------ SOURCE EXTRACT ------

(was R.E.D.) Experience

28 Jan 2009 - 8:44am
7 years ago
2 replies
614 reads
Mark Schraad

I hope you don't mind Jonas, but I thought your framing of experience
was a worthy topic all on its own...

The notion of experience and domain expertise is something that
hiring managers are almost always interested in. It leverages years
of work and countless failures without enduring the cost of either.
Using the classic T-shape metaphor, experience can be deep, but can
also be wide and diverse. Both have their advantages. As consultant
and outside design firm for most of my career, I am particularly fond
of the wide. Some of my favorite and most successful design
breakthroughs have come from recognizing a familiar situation or
pattern from an adjacent or completely unrelated industry.

The counter to all this talk about experience... is that it is not
the sole answer. Particularly an in house situation or extreme cases
of domain expertise. We all suffer from blind spots. Years of
accepting familiar constraints and not challenging assumptions sets,
not only designers, but entire companies up for disaster as new
'disruptive' players enter the game.

------ EXERCISE INPUTS ------

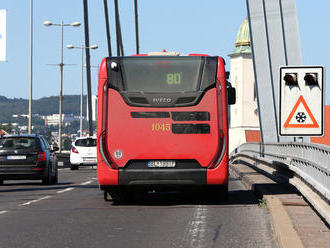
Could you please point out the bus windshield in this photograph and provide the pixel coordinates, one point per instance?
(161, 74)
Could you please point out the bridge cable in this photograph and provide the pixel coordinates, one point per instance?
(106, 15)
(136, 27)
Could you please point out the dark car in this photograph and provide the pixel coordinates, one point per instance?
(27, 157)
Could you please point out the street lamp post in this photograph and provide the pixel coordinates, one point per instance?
(62, 25)
(82, 76)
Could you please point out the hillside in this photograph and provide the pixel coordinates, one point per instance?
(42, 106)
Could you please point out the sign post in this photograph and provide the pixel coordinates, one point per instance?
(301, 101)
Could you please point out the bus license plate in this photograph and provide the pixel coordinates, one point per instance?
(161, 164)
(16, 157)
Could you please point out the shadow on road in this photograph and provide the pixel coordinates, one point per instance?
(181, 198)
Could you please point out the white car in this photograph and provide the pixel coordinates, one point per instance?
(83, 152)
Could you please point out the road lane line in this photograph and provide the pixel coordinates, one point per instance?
(37, 200)
(64, 190)
(88, 182)
(195, 234)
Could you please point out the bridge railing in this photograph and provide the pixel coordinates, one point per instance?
(311, 162)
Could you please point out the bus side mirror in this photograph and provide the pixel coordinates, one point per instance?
(231, 94)
(114, 66)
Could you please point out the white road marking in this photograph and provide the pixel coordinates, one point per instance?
(64, 190)
(196, 229)
(37, 200)
(85, 183)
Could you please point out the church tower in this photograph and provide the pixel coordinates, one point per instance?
(244, 120)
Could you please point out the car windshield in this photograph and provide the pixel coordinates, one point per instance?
(89, 142)
(11, 143)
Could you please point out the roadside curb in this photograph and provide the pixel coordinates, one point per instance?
(284, 230)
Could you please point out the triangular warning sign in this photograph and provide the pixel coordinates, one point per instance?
(300, 119)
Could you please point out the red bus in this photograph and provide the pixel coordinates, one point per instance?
(162, 122)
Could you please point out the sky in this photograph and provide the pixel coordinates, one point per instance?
(186, 26)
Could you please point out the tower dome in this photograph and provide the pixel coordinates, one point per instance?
(242, 43)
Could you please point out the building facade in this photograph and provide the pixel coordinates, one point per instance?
(244, 120)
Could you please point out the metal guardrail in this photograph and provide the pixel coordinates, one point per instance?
(311, 162)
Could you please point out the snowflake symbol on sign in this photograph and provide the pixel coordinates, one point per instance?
(301, 117)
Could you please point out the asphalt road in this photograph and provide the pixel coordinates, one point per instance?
(74, 214)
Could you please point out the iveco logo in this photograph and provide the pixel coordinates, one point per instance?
(161, 99)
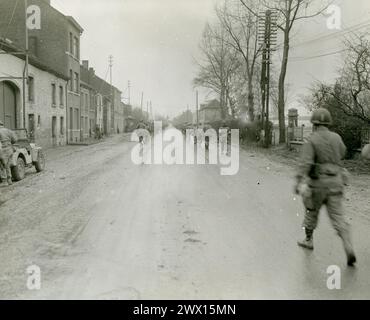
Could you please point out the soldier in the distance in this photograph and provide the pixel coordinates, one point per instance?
(321, 168)
(7, 139)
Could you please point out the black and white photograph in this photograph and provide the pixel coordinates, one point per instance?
(184, 150)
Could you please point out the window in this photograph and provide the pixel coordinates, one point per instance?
(76, 119)
(71, 80)
(87, 106)
(71, 43)
(33, 45)
(76, 83)
(31, 89)
(53, 94)
(71, 118)
(62, 126)
(61, 96)
(76, 48)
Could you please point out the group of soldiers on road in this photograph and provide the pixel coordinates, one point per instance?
(321, 177)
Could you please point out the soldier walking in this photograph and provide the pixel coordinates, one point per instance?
(321, 167)
(7, 139)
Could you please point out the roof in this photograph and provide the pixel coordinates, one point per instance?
(75, 23)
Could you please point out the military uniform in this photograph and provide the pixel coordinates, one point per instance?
(321, 166)
(7, 138)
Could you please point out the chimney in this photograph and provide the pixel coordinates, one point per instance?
(85, 64)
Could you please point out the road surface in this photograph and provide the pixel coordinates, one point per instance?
(100, 227)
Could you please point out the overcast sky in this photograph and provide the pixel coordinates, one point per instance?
(154, 41)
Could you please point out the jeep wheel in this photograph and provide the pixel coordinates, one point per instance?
(19, 171)
(40, 163)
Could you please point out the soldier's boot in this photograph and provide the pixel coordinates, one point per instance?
(348, 248)
(307, 243)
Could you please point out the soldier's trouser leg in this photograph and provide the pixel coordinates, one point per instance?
(336, 214)
(2, 168)
(312, 207)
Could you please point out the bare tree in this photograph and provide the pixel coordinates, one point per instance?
(241, 26)
(289, 12)
(351, 92)
(218, 65)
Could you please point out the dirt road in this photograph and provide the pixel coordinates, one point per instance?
(100, 227)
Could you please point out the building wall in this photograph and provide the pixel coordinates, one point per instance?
(41, 107)
(51, 45)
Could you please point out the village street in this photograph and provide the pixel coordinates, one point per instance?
(100, 227)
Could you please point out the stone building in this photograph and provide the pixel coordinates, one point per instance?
(39, 104)
(56, 44)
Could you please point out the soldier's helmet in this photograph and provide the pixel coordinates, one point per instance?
(321, 116)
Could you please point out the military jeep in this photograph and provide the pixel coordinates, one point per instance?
(26, 155)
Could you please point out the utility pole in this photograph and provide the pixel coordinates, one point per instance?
(25, 71)
(267, 36)
(111, 89)
(147, 110)
(129, 92)
(196, 107)
(141, 103)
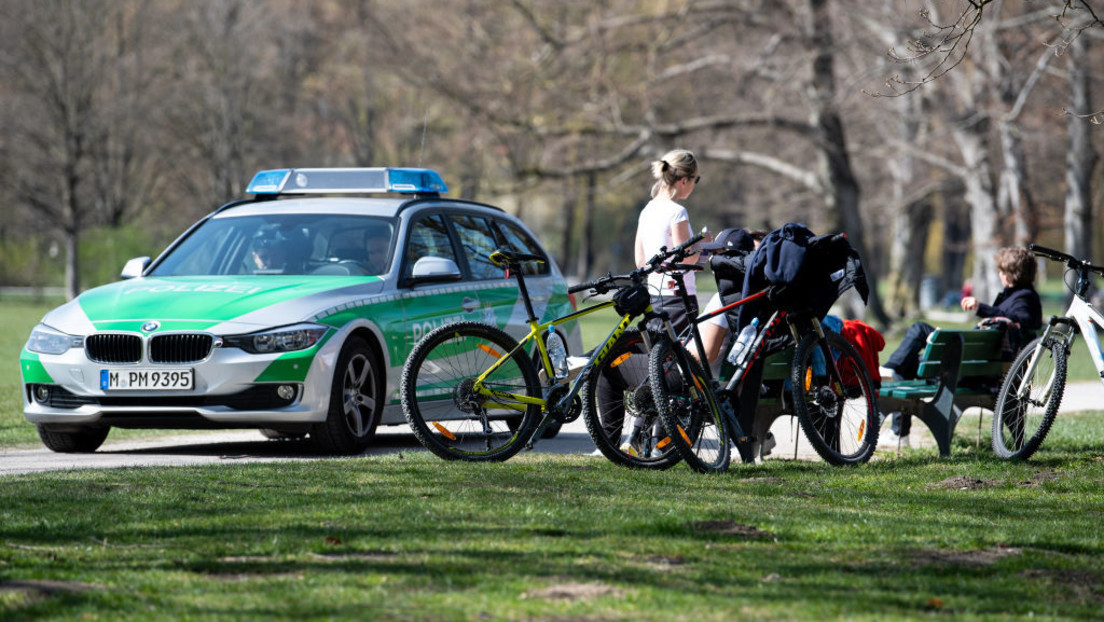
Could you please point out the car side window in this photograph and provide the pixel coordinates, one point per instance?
(479, 241)
(523, 243)
(428, 239)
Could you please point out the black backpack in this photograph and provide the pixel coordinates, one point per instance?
(804, 272)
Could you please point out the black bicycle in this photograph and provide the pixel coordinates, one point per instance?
(830, 389)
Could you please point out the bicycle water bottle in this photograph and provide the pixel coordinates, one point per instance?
(558, 354)
(743, 341)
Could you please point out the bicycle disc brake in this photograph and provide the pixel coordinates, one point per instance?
(465, 397)
(553, 398)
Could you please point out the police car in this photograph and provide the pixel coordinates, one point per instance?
(292, 312)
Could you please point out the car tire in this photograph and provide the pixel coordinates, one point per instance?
(81, 441)
(356, 401)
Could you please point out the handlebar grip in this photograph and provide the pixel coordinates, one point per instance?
(1051, 253)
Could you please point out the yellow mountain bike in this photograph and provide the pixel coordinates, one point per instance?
(470, 391)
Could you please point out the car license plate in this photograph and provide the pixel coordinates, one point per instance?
(147, 379)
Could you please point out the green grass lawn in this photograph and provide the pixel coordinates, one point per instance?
(547, 537)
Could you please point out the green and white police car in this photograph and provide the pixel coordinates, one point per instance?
(292, 313)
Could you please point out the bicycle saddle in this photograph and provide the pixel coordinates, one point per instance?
(506, 257)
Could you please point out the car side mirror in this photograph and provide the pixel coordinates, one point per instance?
(135, 267)
(431, 270)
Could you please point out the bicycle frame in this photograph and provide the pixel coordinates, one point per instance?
(562, 403)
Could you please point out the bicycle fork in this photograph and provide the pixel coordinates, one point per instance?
(1052, 330)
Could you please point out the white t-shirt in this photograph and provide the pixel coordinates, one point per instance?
(657, 219)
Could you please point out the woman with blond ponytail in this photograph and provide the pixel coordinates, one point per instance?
(664, 222)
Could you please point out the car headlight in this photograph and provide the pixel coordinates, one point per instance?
(286, 339)
(49, 341)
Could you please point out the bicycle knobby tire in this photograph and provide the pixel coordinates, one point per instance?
(452, 420)
(1020, 424)
(619, 410)
(694, 423)
(835, 400)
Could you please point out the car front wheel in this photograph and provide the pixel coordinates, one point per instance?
(356, 401)
(73, 441)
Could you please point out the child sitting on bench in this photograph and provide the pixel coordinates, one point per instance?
(1017, 306)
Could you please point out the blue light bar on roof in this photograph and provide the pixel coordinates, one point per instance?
(347, 180)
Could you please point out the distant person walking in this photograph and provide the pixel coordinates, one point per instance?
(664, 222)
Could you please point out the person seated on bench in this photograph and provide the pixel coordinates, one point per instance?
(1017, 306)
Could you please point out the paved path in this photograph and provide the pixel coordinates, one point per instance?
(237, 446)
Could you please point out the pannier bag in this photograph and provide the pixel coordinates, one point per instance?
(632, 301)
(805, 273)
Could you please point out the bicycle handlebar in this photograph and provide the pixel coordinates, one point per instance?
(1064, 257)
(608, 282)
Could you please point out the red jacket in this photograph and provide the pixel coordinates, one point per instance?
(868, 341)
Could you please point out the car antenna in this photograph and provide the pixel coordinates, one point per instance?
(425, 124)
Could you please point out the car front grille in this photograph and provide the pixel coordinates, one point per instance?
(258, 397)
(177, 348)
(180, 348)
(110, 347)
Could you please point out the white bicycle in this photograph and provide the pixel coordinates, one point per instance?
(1032, 390)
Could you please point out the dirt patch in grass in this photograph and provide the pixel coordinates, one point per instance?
(1040, 478)
(573, 592)
(48, 588)
(761, 481)
(982, 557)
(963, 483)
(730, 528)
(353, 556)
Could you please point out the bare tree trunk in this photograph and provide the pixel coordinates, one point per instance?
(1080, 158)
(841, 187)
(585, 262)
(1014, 201)
(972, 137)
(568, 210)
(910, 219)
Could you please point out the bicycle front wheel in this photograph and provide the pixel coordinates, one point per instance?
(445, 411)
(834, 399)
(688, 408)
(619, 410)
(1027, 404)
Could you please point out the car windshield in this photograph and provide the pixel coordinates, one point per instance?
(335, 244)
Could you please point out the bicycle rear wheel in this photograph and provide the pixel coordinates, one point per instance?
(1020, 422)
(444, 411)
(688, 408)
(619, 410)
(834, 399)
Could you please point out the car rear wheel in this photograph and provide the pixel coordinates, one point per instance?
(73, 441)
(354, 401)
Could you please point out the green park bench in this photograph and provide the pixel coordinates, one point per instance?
(958, 369)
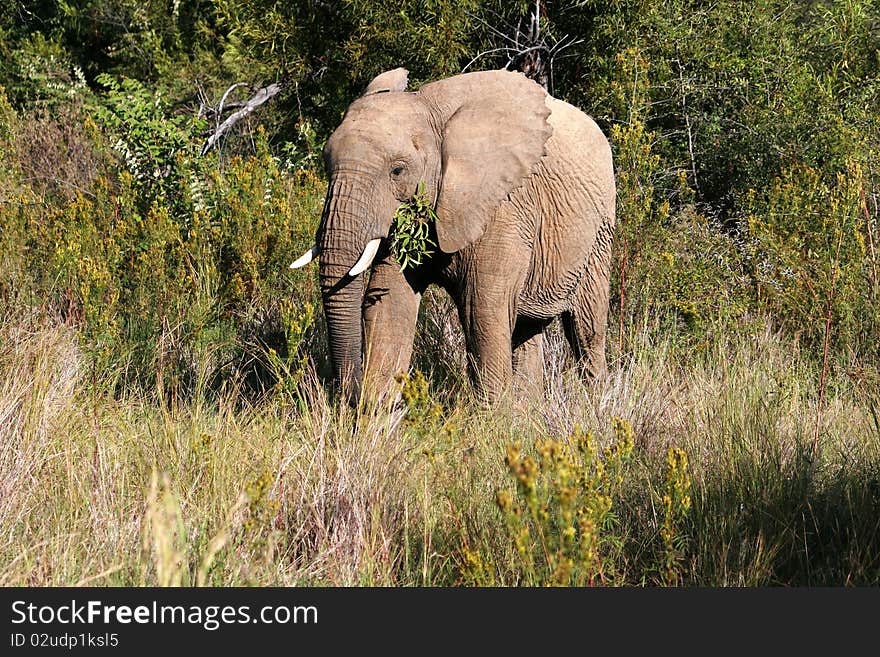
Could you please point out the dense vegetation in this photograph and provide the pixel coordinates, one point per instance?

------

> WRITTEN PROBLEM 1
Reproduce word for word everything in the post on experience from "(was R.E.D.) Experience" down to "cost of either.".
> WRITTEN PROBLEM 2
Quote exactly everything in the records from the line containing "Could you please point out the car side window" down to the line containing "(1052, 330)", with both of those lines included.

> CORRECT ANSWER 1
(was R.E.D.) Experience

28 Jan 2009 - 8:44am
7 years ago
2 replies
614 reads
Mark Schraad

I hope you don't mind Jonas, but I thought your framing of experience
was a worthy topic all on its own...

The notion of experience and domain expertise is something that
hiring managers are almost always interested in. It leverages years
of work and countless failures without enduring the cost of either.

> CORRECT ANSWER 2
Could you please point out the car side window in this photograph and provide the pixel coordinates, one point per instance?
(479, 241)
(523, 243)
(428, 239)
Could you please point out the black backpack in this photograph and provide the pixel coordinates, one point per instance?
(804, 272)
Could you please point out the black bicycle in this photograph and provide the pixel coordinates, one point per instance?
(830, 389)
Could you please point out the bicycle water bottle in this photograph and provide the pixel coordinates, one point per instance?
(558, 354)
(743, 341)
Could you please point out the bicycle disc brake in this photograph and provide the pixel coordinates, one point per instance?
(465, 397)
(553, 398)
Could you please point out the police car in this photograph and provide the pixel coordinates, one point per instance?
(292, 312)
Could you please point out the car tire in this photograph and provide the pixel coordinates, one point per instance?
(81, 441)
(356, 401)
Could you please point out the handlebar grip in this photograph and provide the pixel coordinates, one point per instance?
(1051, 253)
Could you please point out the yellow mountain bike in this photograph and provide the pixel coordinates, one point per instance?
(470, 391)
Could you please point out the car license plate in this photograph and provide the pixel coordinates, one point per instance?
(147, 379)
Could you please point out the green grass lawn in this photograph and provide the pixel coordinates, one point per instance?
(547, 537)
Could you please point out the green and white police car in this photograph and provide the pixel coordinates, one point per instance?
(292, 313)
Could you please point out the bicycle saddle in this photograph and provide the pixel coordinates, one point per instance?
(506, 257)
Could you please point out the car side mirror in this photograph and provide the pixel coordinates, one point per instance?
(135, 267)
(431, 270)
Could you please point out the bicycle frame in this photograph and provide the pixel coordinates, one point per instance?
(562, 403)
Could you please point out the bicycle fork in this photograph and provide the pixel coordinates, one point per instance?
(1052, 330)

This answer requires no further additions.